■ Direction
Arrange every line of the rows below into a Markdown table with two columns, "No." for the row number and "Line" for the line itself, omitting blank lines and any pictures.

Boundary labeling items:
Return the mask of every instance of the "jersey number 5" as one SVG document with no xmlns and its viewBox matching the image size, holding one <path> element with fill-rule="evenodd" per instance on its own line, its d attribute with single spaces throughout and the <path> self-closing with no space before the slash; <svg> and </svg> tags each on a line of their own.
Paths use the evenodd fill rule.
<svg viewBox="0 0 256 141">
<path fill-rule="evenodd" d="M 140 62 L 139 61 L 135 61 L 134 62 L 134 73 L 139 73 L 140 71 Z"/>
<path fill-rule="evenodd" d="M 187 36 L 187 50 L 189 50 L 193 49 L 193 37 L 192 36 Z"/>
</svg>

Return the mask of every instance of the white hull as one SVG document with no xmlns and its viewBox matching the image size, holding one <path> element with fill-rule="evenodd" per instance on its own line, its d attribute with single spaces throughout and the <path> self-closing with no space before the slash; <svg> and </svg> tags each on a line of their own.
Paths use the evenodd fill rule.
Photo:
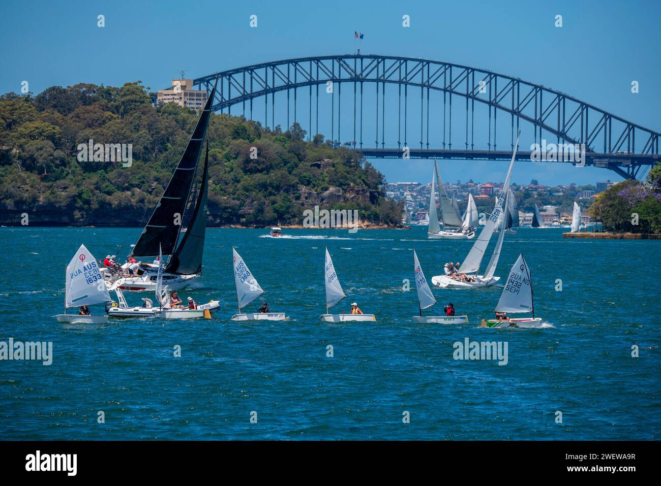
<svg viewBox="0 0 661 486">
<path fill-rule="evenodd" d="M 475 282 L 462 282 L 447 275 L 436 275 L 432 277 L 432 283 L 440 289 L 483 289 L 494 285 L 500 279 L 500 277 L 492 277 L 486 280 L 483 276 L 477 275 Z"/>
<path fill-rule="evenodd" d="M 284 312 L 249 312 L 235 314 L 232 316 L 233 321 L 286 321 L 288 318 Z"/>
<path fill-rule="evenodd" d="M 156 310 L 153 307 L 111 307 L 106 312 L 108 317 L 149 318 L 156 315 Z"/>
<path fill-rule="evenodd" d="M 346 321 L 373 321 L 376 316 L 373 314 L 324 314 L 319 316 L 324 322 L 344 322 Z"/>
<path fill-rule="evenodd" d="M 507 321 L 485 319 L 482 321 L 483 328 L 539 328 L 541 324 L 541 318 L 539 317 L 512 318 Z"/>
<path fill-rule="evenodd" d="M 163 319 L 196 319 L 204 317 L 204 311 L 208 310 L 211 314 L 217 312 L 220 308 L 220 302 L 212 300 L 206 304 L 198 305 L 195 310 L 186 308 L 154 308 L 154 314 L 156 317 Z"/>
<path fill-rule="evenodd" d="M 456 231 L 439 231 L 436 233 L 427 232 L 427 238 L 432 240 L 440 238 L 448 240 L 470 240 L 475 236 L 475 231 L 471 231 L 465 234 L 461 232 L 457 232 Z"/>
<path fill-rule="evenodd" d="M 106 324 L 108 316 L 77 316 L 74 314 L 58 314 L 55 316 L 58 322 L 69 324 Z"/>
<path fill-rule="evenodd" d="M 468 316 L 414 316 L 413 320 L 420 324 L 465 324 Z"/>
<path fill-rule="evenodd" d="M 170 290 L 178 291 L 184 289 L 201 277 L 200 275 L 178 275 L 163 273 L 163 285 Z M 153 277 L 153 280 L 152 280 Z M 123 291 L 154 292 L 156 290 L 156 275 L 145 273 L 139 277 L 122 277 L 115 281 L 106 281 L 108 291 L 120 288 Z"/>
</svg>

■ Answer in full
| No. | Line |
|---|---|
| 1 | Return the mask of every instance of the "jersey number 5" as one SVG document with no xmlns and its viewBox matching the image size, holding one <path> element with fill-rule="evenodd" per instance on its own line, its d attribute with single spaces throughout and the <path> self-closing with no space before the slash; <svg> and </svg> tags each on a line of their own. |
| 2 | Paths use the evenodd fill rule. |
| 3 | <svg viewBox="0 0 256 141"> |
| 4 | <path fill-rule="evenodd" d="M 140 62 L 139 61 L 135 61 L 134 62 L 134 73 L 139 73 L 140 71 Z"/> |
| 5 | <path fill-rule="evenodd" d="M 187 36 L 187 50 L 189 50 L 193 49 L 193 37 L 192 36 Z"/> |
| 6 | </svg> |
| 7 | Return the mask of every instance of the white hull as one SVG document with no xmlns and its viewBox matching the image size, holding one <path> element with fill-rule="evenodd" per instance on its own line, its d attribute with single spaces throughout and the <path> self-closing with no space before the slash; <svg> and </svg> tags each on a line of their own. |
| 8 | Paths use the evenodd fill rule. |
| 9 | Photo: |
| 10 | <svg viewBox="0 0 661 486"> |
| 11 | <path fill-rule="evenodd" d="M 475 282 L 462 282 L 447 275 L 436 275 L 432 277 L 432 283 L 440 289 L 483 289 L 494 285 L 500 279 L 500 277 L 492 277 L 486 280 L 483 276 L 477 275 Z"/> |
| 12 | <path fill-rule="evenodd" d="M 284 312 L 249 312 L 235 314 L 232 316 L 233 321 L 286 321 L 288 318 Z"/> |
| 13 | <path fill-rule="evenodd" d="M 156 310 L 153 307 L 111 307 L 106 312 L 108 317 L 149 318 L 156 315 Z"/> |
| 14 | <path fill-rule="evenodd" d="M 346 321 L 373 321 L 376 316 L 373 314 L 324 314 L 319 316 L 324 322 L 344 322 Z"/> |
| 15 | <path fill-rule="evenodd" d="M 507 321 L 485 319 L 482 321 L 483 328 L 539 328 L 541 324 L 541 318 L 539 317 L 512 318 Z"/> |
| 16 | <path fill-rule="evenodd" d="M 163 319 L 196 319 L 204 317 L 204 311 L 208 310 L 211 314 L 217 312 L 220 308 L 220 302 L 212 300 L 206 304 L 198 305 L 195 310 L 186 308 L 154 308 L 154 314 L 156 317 Z"/> |
| 17 | <path fill-rule="evenodd" d="M 456 231 L 439 231 L 436 233 L 427 232 L 427 238 L 432 240 L 440 238 L 448 240 L 470 240 L 475 236 L 475 231 L 471 231 L 465 234 L 461 232 L 457 232 Z"/> |
| 18 | <path fill-rule="evenodd" d="M 106 324 L 108 316 L 77 316 L 74 314 L 58 314 L 55 316 L 58 322 L 69 324 Z"/> |
| 19 | <path fill-rule="evenodd" d="M 468 316 L 414 316 L 413 320 L 420 324 L 465 324 Z"/> |
| 20 | <path fill-rule="evenodd" d="M 170 290 L 178 291 L 184 289 L 201 277 L 200 275 L 178 275 L 163 273 L 163 285 Z M 153 277 L 153 280 L 152 280 Z M 123 291 L 154 292 L 156 290 L 156 275 L 145 273 L 139 277 L 122 277 L 115 281 L 106 281 L 108 291 L 120 288 Z"/> |
| 21 | </svg> |